Reproduce each of the following entries word for word, with no changes.

# START OF Data

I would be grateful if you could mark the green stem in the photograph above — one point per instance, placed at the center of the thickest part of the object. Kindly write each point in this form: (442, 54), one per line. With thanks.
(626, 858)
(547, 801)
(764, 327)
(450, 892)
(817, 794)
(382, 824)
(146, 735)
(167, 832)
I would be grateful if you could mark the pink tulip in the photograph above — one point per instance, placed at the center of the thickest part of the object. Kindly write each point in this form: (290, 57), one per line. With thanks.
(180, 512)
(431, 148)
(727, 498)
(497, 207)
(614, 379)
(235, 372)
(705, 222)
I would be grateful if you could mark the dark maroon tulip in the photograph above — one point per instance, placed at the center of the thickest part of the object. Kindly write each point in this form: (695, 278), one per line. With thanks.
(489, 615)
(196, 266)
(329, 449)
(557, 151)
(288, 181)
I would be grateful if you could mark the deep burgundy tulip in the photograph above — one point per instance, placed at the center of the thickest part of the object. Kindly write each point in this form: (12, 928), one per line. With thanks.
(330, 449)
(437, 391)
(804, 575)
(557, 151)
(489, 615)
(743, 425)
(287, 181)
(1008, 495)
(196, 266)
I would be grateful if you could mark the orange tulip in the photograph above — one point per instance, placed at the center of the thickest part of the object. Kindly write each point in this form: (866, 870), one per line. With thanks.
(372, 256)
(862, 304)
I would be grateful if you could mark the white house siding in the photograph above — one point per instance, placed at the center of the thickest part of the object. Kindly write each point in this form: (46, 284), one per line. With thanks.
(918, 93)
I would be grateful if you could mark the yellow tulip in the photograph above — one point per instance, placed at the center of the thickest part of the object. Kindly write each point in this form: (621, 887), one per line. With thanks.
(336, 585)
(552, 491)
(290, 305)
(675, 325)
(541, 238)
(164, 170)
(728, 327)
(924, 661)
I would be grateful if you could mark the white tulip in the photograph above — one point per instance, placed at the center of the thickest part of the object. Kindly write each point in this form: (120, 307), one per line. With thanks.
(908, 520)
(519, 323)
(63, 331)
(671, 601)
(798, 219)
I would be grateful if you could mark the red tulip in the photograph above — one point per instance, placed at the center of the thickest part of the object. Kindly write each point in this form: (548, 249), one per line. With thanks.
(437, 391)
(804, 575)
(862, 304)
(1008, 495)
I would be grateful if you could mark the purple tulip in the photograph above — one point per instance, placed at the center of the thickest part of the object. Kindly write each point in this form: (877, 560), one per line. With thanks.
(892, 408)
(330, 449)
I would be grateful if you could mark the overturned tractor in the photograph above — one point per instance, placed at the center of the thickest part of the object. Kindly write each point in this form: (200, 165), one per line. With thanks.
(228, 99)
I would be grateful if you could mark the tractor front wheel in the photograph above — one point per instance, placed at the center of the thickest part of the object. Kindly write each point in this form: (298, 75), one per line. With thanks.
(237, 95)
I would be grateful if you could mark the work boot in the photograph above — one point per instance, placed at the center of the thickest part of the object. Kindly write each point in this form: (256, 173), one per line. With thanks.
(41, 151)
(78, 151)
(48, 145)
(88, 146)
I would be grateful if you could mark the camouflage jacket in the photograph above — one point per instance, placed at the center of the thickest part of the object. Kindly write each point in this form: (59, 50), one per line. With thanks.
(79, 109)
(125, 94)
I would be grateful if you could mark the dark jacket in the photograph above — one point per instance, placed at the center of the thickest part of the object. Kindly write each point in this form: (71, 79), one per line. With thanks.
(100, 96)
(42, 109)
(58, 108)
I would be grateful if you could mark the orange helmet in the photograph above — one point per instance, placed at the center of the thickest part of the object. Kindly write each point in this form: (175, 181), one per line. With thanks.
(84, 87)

# END OF Data

▸ **Result for this task**:
I would be grateful if you could mark the green stem in the photograph above — one point per instance, placed at the center of the thickest part of the object. Kindly write each point in this form: (442, 54), one per line. With thanks.
(626, 858)
(547, 801)
(764, 327)
(450, 892)
(817, 794)
(382, 824)
(146, 735)
(167, 832)
I would be grateful if you could mark the pink tulip in the photograph above — one point per instance, placed at the center of the thickest part of the object. Kindly write each point in this form: (290, 57), one per line. With thanks.
(180, 512)
(431, 148)
(727, 498)
(497, 207)
(614, 379)
(235, 372)
(705, 222)
I would be grateful if you could mark the dark maroon tulip in the photograph above — one point per instance, placed at the center of the thickest part of the object. Kindly write each point in this form: (695, 278), one per line. With thanks.
(489, 615)
(196, 266)
(329, 449)
(557, 151)
(288, 181)
I would be grateful if you could mark the deep burgundy tulip in the photograph above — one point per instance, placed at the center of the thickest part of the object. Kindly write each point in this form: (12, 928), one per line. With thanks.
(330, 449)
(437, 391)
(804, 575)
(557, 151)
(489, 615)
(743, 425)
(287, 181)
(1008, 495)
(196, 266)
I would be grateful if you could mark the orange tulip in the photograph above — one point per instance, placed at the center of the thickest part of the object. Kindly write each point in this form: (866, 870), one per line. With thanks.
(372, 256)
(862, 304)
I would be grateful if you could mark the white house siding in the photograph above — one point per instance, placed at the center of the thickest part of the object. Kindly write each point in this form: (46, 284), one per line. With thanks.
(918, 93)
I would be grateful if you could mark the yellow tulip in the photograph above — one point per instance, placed at the center of the thickest part of the object. Kindly write each point in this form: (621, 887), one per line. With thanks.
(336, 585)
(552, 491)
(290, 305)
(675, 325)
(541, 238)
(164, 170)
(728, 327)
(924, 661)
I would be grateful if you could mark the white tulip in the photograph above — one point per instance, placed at the center of the thickest part of the object. Kindly write each point in this form: (120, 307), one per line. With thanks.
(908, 520)
(519, 323)
(63, 331)
(671, 601)
(798, 219)
I would be grateful if you could mark the red tulip in the photograph above — one point per instance, placed at the center of the thickest part of the object. Kindly write each point in this form: (548, 249), one per line. With thanks.
(437, 391)
(804, 575)
(862, 304)
(1008, 495)
I would be grateful if you could mark the purple tulip in the photograph above — one point per instance, placed at the center of the thickest part of the object. Kindly write each point in this form: (877, 560), one per line. With thanks.
(892, 408)
(330, 449)
I would be grateful if you could mark the overturned tractor in the photograph above — one point per instance, placed at the center of the thickest part of the object. Kindly write each point in this form: (200, 165), one per line. With thanks.
(228, 99)
I would be grateful if you could mark the tractor front wheel in the photograph above — one point per instance, placed at the center of the thickest part of the object. Kindly write each point in this form: (298, 75), one per line. With thanks.
(237, 95)
I would be grateful if you could mark the work boot in the photograph above — one point per instance, placed at the center of the thickest part of the object. Kindly write each point in this form: (256, 173), one per line. With thanks.
(41, 151)
(78, 151)
(48, 145)
(88, 146)
I would be grateful if you could mark the camouflage jacket in the photograph above — one point per instance, placed at the center of the thickest part of the object. Kindly write each point in this form: (59, 50), one per line. With thanks.
(79, 109)
(125, 94)
I would be grateful if you could mark the dark jacket in the photograph above — one point per instance, placed at the center of the thickest part of the object. Kindly write each point in this form: (71, 79), one per line. With thanks.
(100, 96)
(42, 109)
(58, 108)
I would be grateful if you could mark the orange helmet in the photograph above — one point per instance, placed at the center of the thickest part of the object. Kindly write each point in this form: (175, 181), one per line. With thanks.
(84, 87)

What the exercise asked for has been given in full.